- Activity:
Are you able to quote each entry exactly as written?

------------

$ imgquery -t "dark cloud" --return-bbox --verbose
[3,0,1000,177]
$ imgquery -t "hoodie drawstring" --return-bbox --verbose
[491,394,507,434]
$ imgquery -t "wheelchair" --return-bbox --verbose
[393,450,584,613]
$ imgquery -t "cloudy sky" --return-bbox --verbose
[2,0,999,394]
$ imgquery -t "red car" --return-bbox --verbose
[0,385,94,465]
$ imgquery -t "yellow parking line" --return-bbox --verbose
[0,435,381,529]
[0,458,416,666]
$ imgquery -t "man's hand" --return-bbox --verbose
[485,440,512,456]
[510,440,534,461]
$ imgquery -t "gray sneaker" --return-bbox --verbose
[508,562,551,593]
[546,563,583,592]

------------

- The completed task:
$ imgquery -t "dark cloud" --return-bbox --verbose
[3,0,1000,177]
$ imgquery -t "hoodie drawstring" --return-bbox --verbose
[491,394,507,434]
$ imgquery -t "wheelchair" --return-bbox --verbose
[393,450,584,613]
$ imgquery -t "cloudy sky" --return-bbox --verbose
[2,0,999,394]
$ imgquery -t "red car" --return-bbox --verbose
[0,385,94,465]
$ imgquery -t "yellow parking line" --return-bbox --verbose
[0,435,381,529]
[0,458,416,666]
$ imgquery -t "man's hand" --return-bbox --verbose
[485,440,512,456]
[510,440,534,461]
$ imgquery -t "gray sneaker" --return-bbox --verbose
[508,562,551,593]
[546,563,583,592]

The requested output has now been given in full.